Go through the lines below and retype each one exactly.

** Opening Provided data block **

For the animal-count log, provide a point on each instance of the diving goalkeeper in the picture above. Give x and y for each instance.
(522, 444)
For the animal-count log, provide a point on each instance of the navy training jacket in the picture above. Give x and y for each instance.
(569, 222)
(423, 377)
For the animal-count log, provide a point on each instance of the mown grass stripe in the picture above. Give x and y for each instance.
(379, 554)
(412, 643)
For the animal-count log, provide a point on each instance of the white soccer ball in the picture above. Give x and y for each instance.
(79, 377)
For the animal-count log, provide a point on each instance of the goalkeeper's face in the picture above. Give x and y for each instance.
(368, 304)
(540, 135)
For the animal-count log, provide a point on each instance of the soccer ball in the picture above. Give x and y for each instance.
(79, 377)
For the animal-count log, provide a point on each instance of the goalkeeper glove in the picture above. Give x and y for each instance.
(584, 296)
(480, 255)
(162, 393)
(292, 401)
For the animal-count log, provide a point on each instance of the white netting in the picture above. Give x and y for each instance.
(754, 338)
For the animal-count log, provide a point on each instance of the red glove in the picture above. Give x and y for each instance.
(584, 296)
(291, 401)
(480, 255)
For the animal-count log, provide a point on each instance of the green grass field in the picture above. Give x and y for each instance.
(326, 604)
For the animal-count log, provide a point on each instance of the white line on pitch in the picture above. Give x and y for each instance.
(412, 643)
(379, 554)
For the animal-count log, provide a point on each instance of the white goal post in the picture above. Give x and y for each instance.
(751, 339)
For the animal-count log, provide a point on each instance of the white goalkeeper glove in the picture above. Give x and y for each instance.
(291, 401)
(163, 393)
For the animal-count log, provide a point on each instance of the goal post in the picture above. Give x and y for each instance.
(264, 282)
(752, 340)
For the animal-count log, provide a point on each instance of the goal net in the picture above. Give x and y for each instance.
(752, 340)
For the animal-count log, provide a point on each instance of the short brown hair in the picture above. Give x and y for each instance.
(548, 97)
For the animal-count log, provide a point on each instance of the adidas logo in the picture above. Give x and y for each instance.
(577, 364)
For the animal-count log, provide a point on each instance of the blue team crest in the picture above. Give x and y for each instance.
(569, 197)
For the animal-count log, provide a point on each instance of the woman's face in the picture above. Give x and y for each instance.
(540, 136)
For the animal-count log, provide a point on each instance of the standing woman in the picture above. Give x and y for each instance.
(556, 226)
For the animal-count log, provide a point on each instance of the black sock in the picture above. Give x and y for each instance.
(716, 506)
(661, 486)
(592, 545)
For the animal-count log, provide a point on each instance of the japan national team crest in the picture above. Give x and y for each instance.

** Closing Provided data block **

• **Task output**
For the animal-count log, provide a point on each instance of the diving goalkeeper in the picture above. Give x and y for each instance.
(522, 444)
For the animal-count log, provide a point on each instance of the navy training jacket in the picture above. Give x and y for each instance.
(569, 222)
(423, 377)
For the animal-count log, provide a point on each instance of the mown grass stripe in the picture above. Give x and y for each instance.
(379, 554)
(412, 643)
For the animal-count log, provide a point on each instance of the white soccer ball in the picture above. Give x and y for each instance.
(79, 377)
For the animal-count log, provide a point on each instance of the goalkeeper's face in the picture above. Give x and y for each instance.
(368, 304)
(540, 135)
For the animal-count log, provide a point on each instance of the soccer ball in the picture above. Give x and y for each instance.
(79, 377)
For the animal-count log, provide a point on each instance of the goalkeeper glove in the picture above. Give x and y for each instance.
(584, 296)
(480, 255)
(162, 393)
(292, 401)
For the animal-count log, provide a point on each instance of the white netting in the picture above. Give x and y for each instance.
(754, 338)
For the animal-count log, provide a point on each instance of the red glove in the picture above. Give x and y for each instance.
(584, 296)
(291, 401)
(480, 255)
For the animal-count log, provide a point on each instance of the green grass field in the picture above. Give x and y for each instance.
(326, 604)
For the animal-count log, provide a point on each instance of the white line on pitch in the picture above. Give x and y for each instance.
(412, 643)
(379, 554)
For the animal-count log, provide a point on each instance of the white goal post in the picture above. Give x and y for each instance.
(751, 339)
For the animal-count log, provide a point on each instance of the white goalkeeper glove in the picture above. Give x and y for each instance.
(291, 401)
(163, 393)
For the animal-count log, provide a point on each instance of the goal post in the picture above. Give x and y for each instance.
(264, 282)
(752, 340)
For the animal-count log, provide a point on each instance of the goal net in the picture above. Give x and y for each instance.
(752, 340)
For the animal-count log, provide a point on each instance of the short brown hair in the picture above. Give x and y for each instance.
(548, 97)
For the animal-count log, provide a point on each instance of the adidas logo in the picture above. Give x and y for each instance.
(577, 364)
For the animal-count log, provide a point on each instance of the blue team crest in the picture above. Give x and y for each instance.
(569, 197)
For the animal-count log, provide a point on each instance of the woman's face in the picture above. Give x and y for each instance.
(540, 136)
For the animal-count log, provide a point on each instance of the standing woman in the picture above. Give x and y for each instance.
(556, 226)
For the animal-count log, provide a point on each instance of the black sock in the picture above. Give x and y for each instance.
(716, 506)
(661, 486)
(592, 545)
For the animal-count log, provide a point on each instance of the japan national team crest in the picture above. Give x and y for each instance.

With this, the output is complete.